» EXTRACTED TEXT

++++++++

Monitoring SAP end to end on Azure

Sep 4, 2020   |  

Female developer coding her workspace in an enterprise office, using a multi-monitor set up.

Our monitoring platform for SAP uses Microsoft Azure monitoring tools to provide end-to-end business process and platform health management for one of the largest SAP instances in the world. This platform helps us keep SAP operating consistently and efficiently. It also provides leadership a comprehensive assessment of enterprise-level business-process health.

Microsoft Digital created a monitoring platform that uses Microsoft Azure monitoring tools to provide end-to-end business process and platform monitoring for one of the largest SAP instances in the world. Our monitoring platform helps our management teams keep SAP operating consistently and efficiently. The platform also helps key business users examine process flows and provides leadership a comprehensive assessment of enterprise-level business-process health.

Examining SAP at Microsoft

Like many enterprises, Microsoft uses SAP—the global enterprise resource planning (ERP) software solution—to run various business operations. Our SAP environment is critical to our business performance, and it’s directly connected to most of our business processes. SAP offers functionality for enterprise services at Microsoft, such as human resources, finance, supply-chain management, and commerce.

++++++++

Continue the text on monitoring SAP on Azure from where it stops, writing the next paragraph or two in the same style.

» COLLECTED MATERIAL
++++++++

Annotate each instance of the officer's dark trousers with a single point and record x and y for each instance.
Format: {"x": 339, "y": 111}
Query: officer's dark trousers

++++++++

» RESULT
SAP provides an agile infrastructure, minimizing downtime, risks, and costs, and it improves employee efficiencies to power our digital transformation. Our enterprise SAP environment exists on a large scale. The size and scope statistics for ERP, our SAP production system, include:

  • 17 terabytes (TB) of highly compressed database storage (50 TB uncompressed)
  • 65 Azure virtual machines (VMs)
  • 110,000 internal users, and 8,000 named accounts
  • 100 percent growth in the past two years
  • 9 million dialog steps per day
  • 300 million transactions per month
  • 300,000 monitored batch jobs per month
  • 0.4 seconds average user-response time
  • 99.998 percent infrastructure availability

We host 100 percent of our SAP environment in Azure. Running SAP on Azure allows us to leverage the breadth of Azure functionality and integrated SAP features as our business grows and changes. Additionally, Azure helps us combat infrastructure underutilization and overprovisioning, and allows us to quickly and easily scale up and scale down our SAP systems to meet our immediate business needs.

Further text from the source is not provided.